Texto dado:
■ ■ ■ ■ ■

Columna


El Muro

ÓSCAR COLLAZOS

15 de noviembre de 2014 01:24 PM

Sal y Picante

Viví más de un año en Berlín Occidental, entre 1977 y 1978. West Berlín. Disfrutaba de una espléndida beca de escritor del Berliner Küntlerprogramm, de la DAAD. Y, como todos los berlineses del oeste, estaba condenado a vivir amurallado: para salir de la ciudad hacia la República Federal de Alemania había que atravesar corredores de la República Democrática de Alemania. Algunas estaciones del U-Bahn (o metro) estaban condenadas o tapiadas porque pasaban por la zona este.

Siempre tuve la sensación de vivir y dormir al lado de un vecino insomne y paranoico: en cualquier momento se le podía volar la familia de la casa, los enemigos podían metérsele a hacerle saboteos para que fracasara otro de sus planes quinquenales. Berlín fue una tierra de nadie del espionaje y contraespionaje de ambas partes durante la guerra fría.

■ ■ ■ ■ ■

[Registros de un conjunto de etiquetado de puntos]

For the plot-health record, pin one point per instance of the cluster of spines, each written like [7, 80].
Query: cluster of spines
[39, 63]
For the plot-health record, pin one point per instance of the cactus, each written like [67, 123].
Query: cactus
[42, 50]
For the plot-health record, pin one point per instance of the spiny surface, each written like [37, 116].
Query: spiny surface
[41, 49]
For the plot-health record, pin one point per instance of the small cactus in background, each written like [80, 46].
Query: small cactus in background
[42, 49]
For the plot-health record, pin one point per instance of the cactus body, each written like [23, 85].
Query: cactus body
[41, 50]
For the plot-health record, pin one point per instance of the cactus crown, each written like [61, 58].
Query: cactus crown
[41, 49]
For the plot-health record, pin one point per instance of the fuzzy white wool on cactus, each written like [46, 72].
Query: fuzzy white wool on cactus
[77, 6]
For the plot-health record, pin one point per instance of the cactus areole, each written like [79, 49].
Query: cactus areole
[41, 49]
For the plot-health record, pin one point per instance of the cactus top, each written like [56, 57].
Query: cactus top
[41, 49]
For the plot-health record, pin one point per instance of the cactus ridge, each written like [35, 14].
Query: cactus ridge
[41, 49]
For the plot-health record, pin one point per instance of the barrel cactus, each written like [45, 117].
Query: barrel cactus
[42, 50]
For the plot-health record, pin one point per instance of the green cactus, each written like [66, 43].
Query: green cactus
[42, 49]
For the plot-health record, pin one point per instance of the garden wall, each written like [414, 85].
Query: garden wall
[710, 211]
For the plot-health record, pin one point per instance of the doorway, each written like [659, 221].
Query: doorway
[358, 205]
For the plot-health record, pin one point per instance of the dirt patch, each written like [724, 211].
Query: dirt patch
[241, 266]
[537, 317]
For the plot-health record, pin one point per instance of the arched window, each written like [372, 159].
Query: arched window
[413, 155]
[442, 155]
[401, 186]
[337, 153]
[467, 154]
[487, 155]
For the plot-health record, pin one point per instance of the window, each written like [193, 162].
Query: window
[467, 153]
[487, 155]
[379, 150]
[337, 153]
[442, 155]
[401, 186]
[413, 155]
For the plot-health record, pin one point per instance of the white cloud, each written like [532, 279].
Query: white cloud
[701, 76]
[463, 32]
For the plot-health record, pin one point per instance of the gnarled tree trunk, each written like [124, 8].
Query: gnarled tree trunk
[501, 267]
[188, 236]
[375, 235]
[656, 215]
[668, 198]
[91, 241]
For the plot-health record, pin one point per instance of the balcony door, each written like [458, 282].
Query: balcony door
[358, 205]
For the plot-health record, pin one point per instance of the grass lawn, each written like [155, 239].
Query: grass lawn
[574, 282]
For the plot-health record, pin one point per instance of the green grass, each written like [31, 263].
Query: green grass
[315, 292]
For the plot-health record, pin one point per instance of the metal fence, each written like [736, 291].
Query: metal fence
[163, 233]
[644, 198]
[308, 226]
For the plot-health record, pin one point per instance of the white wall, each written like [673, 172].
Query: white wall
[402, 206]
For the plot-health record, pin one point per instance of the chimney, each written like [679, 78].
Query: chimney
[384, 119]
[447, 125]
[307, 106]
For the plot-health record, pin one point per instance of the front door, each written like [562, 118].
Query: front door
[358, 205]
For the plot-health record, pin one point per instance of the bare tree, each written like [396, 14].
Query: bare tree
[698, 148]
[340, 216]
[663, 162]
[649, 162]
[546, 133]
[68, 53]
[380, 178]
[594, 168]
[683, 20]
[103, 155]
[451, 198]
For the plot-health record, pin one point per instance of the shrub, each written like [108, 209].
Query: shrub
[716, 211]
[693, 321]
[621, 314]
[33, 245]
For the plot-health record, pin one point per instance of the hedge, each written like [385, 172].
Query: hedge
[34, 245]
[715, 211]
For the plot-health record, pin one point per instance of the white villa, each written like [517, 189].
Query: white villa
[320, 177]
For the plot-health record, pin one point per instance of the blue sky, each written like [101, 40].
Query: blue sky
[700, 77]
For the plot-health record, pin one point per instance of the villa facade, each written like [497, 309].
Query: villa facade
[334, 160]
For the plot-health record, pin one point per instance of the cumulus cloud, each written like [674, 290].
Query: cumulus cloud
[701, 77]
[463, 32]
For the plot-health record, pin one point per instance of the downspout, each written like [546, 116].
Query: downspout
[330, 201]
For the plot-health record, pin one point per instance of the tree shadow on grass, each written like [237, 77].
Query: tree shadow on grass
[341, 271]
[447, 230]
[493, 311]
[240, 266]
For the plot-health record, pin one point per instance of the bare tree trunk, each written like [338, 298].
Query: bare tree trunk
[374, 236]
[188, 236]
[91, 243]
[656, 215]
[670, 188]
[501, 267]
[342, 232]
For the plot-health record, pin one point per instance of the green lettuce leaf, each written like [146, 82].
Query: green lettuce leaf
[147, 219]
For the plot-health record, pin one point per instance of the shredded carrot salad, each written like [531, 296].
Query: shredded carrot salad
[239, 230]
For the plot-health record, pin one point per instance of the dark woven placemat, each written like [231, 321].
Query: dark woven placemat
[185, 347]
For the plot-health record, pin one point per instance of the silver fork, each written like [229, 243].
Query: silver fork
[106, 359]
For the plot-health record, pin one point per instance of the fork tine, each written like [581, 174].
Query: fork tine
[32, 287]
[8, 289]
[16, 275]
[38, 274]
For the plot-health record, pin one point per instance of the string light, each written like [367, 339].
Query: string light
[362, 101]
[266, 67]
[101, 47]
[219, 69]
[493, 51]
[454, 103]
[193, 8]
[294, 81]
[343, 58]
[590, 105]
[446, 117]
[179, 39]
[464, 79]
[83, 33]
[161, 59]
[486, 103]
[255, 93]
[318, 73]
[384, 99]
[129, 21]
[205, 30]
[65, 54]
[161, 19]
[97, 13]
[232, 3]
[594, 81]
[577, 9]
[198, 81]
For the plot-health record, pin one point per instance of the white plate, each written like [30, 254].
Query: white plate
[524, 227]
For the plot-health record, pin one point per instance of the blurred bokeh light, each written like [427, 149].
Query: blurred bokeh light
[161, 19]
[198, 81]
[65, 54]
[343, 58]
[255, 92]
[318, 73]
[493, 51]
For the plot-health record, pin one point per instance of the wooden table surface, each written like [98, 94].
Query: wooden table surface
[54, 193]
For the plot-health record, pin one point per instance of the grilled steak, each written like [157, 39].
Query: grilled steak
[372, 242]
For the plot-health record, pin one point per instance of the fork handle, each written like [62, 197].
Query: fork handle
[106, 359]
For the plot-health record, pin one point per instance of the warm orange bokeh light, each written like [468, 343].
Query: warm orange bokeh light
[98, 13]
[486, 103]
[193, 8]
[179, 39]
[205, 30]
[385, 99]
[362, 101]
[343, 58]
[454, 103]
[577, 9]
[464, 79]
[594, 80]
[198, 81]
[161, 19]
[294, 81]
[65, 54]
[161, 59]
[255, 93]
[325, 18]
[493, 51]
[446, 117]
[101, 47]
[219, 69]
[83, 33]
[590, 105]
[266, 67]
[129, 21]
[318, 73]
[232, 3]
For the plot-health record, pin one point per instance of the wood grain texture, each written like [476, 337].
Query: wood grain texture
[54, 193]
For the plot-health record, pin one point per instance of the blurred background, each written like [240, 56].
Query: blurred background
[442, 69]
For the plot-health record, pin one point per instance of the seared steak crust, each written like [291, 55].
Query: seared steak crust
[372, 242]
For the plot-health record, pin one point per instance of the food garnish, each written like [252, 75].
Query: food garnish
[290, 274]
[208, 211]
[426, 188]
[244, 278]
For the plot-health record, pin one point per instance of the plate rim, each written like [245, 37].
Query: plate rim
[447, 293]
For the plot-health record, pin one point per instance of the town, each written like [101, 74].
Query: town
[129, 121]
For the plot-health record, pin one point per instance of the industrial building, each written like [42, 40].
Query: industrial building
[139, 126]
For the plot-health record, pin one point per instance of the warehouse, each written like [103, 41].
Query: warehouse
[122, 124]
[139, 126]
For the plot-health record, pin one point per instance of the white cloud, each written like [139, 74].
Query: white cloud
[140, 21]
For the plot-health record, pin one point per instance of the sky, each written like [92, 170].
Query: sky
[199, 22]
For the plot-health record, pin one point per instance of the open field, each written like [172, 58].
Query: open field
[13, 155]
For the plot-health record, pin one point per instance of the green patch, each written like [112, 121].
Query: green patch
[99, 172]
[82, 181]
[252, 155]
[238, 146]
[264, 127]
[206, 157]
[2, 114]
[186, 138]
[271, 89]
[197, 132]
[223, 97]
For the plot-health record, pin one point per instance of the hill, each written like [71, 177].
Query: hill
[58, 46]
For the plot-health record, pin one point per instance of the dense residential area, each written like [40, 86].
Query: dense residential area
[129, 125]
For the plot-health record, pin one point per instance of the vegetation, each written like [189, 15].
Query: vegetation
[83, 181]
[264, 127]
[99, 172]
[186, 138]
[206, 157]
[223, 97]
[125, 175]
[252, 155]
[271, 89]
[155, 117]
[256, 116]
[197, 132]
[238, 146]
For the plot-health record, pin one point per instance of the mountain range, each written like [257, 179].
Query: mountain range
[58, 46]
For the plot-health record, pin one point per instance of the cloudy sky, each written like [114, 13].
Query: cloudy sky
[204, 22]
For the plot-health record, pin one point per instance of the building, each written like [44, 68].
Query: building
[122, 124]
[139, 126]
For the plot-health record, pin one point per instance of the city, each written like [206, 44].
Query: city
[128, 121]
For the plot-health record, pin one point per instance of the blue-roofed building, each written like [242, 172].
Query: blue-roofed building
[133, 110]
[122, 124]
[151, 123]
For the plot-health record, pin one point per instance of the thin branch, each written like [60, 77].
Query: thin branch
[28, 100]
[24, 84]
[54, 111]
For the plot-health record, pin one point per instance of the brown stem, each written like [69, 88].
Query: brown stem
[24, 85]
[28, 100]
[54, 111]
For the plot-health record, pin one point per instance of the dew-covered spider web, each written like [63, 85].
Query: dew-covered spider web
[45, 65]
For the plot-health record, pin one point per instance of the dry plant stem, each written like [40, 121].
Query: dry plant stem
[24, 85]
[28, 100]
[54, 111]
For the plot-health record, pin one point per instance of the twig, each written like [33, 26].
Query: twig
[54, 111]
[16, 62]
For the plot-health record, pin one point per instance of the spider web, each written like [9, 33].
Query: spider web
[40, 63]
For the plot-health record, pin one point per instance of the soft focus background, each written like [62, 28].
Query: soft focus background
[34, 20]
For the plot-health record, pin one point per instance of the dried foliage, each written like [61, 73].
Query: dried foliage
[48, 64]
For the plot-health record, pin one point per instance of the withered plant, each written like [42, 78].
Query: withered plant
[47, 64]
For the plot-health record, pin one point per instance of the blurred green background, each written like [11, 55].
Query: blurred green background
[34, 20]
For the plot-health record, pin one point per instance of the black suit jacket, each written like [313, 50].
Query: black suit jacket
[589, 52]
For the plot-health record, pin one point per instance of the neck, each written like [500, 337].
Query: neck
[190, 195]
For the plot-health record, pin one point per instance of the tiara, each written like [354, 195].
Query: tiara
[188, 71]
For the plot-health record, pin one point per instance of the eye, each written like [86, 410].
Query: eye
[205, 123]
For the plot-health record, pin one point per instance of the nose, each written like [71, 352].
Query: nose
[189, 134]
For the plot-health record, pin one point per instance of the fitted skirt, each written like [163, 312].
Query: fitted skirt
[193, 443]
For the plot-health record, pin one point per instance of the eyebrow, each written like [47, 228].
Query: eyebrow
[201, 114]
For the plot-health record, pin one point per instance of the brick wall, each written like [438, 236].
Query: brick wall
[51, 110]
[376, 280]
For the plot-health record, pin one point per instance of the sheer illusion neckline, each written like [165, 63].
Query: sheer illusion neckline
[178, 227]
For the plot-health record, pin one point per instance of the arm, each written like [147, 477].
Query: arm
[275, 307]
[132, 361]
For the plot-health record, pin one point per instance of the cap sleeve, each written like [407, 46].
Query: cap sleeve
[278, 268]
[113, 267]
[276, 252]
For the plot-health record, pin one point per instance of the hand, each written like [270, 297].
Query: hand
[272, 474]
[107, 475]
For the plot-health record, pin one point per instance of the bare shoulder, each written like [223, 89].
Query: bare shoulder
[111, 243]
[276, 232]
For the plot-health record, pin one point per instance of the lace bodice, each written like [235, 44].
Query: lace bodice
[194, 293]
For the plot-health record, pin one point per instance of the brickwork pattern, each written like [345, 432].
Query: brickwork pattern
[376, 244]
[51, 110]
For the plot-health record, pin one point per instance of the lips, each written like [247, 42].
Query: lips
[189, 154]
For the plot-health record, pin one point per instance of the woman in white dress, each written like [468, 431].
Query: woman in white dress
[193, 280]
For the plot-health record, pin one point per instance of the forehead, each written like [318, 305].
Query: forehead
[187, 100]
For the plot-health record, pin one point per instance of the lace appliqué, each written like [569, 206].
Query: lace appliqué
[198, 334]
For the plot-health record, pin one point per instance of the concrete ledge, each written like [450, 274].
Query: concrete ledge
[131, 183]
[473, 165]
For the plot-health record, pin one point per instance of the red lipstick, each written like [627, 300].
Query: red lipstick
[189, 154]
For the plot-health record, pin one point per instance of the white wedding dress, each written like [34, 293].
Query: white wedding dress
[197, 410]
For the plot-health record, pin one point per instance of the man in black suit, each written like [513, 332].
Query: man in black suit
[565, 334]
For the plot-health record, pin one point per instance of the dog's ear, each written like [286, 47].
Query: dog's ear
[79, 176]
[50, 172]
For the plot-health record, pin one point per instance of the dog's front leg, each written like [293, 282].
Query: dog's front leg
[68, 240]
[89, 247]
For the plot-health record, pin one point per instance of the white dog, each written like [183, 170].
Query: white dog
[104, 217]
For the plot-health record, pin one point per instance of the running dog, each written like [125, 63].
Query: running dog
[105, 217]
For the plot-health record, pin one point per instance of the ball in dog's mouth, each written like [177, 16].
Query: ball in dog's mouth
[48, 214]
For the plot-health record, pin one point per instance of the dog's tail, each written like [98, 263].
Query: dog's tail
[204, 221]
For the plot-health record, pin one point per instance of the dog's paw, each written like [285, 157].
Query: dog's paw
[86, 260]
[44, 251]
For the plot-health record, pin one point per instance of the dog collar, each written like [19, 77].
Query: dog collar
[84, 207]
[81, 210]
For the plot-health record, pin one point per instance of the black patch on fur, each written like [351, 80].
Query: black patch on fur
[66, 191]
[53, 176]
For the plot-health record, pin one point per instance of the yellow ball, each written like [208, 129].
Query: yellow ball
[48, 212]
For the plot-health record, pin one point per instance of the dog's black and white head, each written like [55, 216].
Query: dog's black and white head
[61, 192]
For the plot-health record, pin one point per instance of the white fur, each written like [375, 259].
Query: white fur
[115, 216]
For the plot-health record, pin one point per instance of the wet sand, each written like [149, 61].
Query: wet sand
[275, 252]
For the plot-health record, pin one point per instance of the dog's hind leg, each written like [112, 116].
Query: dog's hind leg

■ ■ ■ ■ ■

Detalles del ejercicio:
Por favor, reproduce completo y sin cambios el texto sobre el Muro de Berlín. Los datos son un material aparte del texto.

Respuesta:
Columna


El Muro

ÓSCAR COLLAZOS

15 de noviembre de 2014 01:24 PM

Sal y Picante

Viví más de un año en Berlín Occidental, entre 1977 y 1978. West Berlín. Disfrutaba de una espléndida beca de escritor del Berliner Küntlerprogramm, de la DAAD. Y, como todos los berlineses del oeste, estaba condenado a vivir amurallado: para salir de la ciudad hacia la República Federal de Alemania había que atravesar corredores de la República Democrática de Alemania. Algunas estaciones del U-Bahn (o metro) estaban condenadas o tapiadas porque pasaban por la zona este.

Siempre tuve la sensación de vivir y dormir al lado de un vecino insomne y paranoico: en cualquier momento se le podía volar la familia de la casa, los enemigos podían metérsele a hacerle saboteos para que fracasara otro de sus planes quinquenales. Berlín fue una tierra de nadie del espionaje y contraespionaje de ambas partes durante la guerra fría.